*Text section*.

▬▬▬

Each delta mean arterial pressure, delta systolic blood pressure and delta heart rate value during CV-scES was calculated as the difference of that value and the average of all pre-CV-scES values. These data were not normally distributed and they were also autoregressive (p-value of serial correlation <0.05). The signed rank test (comparing medians) adjusted for serial correlation using the method of effective sample size was used to test whether delta mean arterial pressure, delta systolic blood pressure, delta diastolic blood pressure and delta heart rate are different from 0. Statistical analyses were performed in SAS 9.4 (SAS Institute, Inc, Cary, N.C., USA).

▬▬▬

*Directions for this task*. In the passage on statistical analysis, rewrite the part starting at "Each delta mean" and ending at "Cary, N.C., USA).", with "delta heart rate" swapped for "delta HR". The records that follow come from a different source than the text above.

▬▬▬

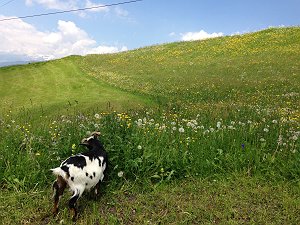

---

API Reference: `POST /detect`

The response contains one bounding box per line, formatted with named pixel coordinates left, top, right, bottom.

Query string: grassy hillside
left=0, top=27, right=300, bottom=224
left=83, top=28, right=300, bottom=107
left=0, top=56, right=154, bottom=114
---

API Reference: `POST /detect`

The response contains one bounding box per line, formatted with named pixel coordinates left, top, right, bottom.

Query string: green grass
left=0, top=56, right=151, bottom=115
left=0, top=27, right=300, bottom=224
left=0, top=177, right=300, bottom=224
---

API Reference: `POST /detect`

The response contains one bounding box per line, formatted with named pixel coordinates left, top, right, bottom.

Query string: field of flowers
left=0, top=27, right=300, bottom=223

▬▬▬

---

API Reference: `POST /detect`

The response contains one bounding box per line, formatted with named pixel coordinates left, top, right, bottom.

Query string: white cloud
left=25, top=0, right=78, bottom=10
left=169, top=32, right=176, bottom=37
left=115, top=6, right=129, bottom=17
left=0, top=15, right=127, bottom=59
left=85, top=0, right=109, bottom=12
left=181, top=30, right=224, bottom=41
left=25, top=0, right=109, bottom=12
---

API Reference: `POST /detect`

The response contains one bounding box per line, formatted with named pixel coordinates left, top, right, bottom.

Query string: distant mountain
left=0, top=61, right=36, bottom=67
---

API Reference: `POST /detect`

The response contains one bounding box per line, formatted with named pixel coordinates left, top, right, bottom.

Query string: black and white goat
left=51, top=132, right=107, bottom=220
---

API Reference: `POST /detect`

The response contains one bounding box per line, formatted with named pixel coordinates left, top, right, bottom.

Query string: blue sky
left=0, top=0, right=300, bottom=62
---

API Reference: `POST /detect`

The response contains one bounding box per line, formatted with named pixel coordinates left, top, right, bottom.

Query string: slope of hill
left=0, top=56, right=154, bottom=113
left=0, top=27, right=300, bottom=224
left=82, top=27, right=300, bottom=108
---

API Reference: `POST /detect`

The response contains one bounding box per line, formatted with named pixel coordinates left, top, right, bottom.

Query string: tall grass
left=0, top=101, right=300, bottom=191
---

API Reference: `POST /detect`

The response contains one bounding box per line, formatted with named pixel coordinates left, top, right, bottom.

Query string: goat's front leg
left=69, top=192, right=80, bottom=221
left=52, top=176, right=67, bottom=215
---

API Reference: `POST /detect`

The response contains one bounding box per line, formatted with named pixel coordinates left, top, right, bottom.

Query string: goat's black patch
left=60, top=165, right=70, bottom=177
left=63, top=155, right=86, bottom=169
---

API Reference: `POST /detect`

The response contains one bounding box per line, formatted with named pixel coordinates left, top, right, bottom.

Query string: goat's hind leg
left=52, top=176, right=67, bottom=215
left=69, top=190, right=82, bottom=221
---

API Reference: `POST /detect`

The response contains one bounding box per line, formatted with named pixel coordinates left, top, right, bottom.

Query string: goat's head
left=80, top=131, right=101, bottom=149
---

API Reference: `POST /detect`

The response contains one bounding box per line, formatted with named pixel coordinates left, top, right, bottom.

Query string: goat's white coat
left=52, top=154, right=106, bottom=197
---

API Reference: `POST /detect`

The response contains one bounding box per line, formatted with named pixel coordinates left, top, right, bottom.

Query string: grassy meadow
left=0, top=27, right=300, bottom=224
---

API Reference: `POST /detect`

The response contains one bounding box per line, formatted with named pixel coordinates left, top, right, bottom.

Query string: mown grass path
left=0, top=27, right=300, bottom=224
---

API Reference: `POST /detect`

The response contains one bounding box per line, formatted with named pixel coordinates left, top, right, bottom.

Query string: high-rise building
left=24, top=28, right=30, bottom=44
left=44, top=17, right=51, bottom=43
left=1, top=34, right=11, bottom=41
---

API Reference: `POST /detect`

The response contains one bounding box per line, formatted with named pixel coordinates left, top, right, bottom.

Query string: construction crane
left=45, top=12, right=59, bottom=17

▬▬▬

*Written response*.
Each delta mean arterial pressure, delta systolic blood pressure and delta HR value during CV-scES was calculated as the difference of that value and the average of all pre-CV-scES values. These data were not normally distributed and they were also autoregressive (p-value of serial correlation <0.05). The signed rank test (comparing medians) adjusted for serial correlation using the method of effective sample size was used to test whether delta mean arterial pressure, delta systolic blood pressure, delta diastolic blood pressure and delta HR are different from 0. Statistical analyses were performed in SAS 9.4 (SAS Institute, Inc, Cary, N.C., USA).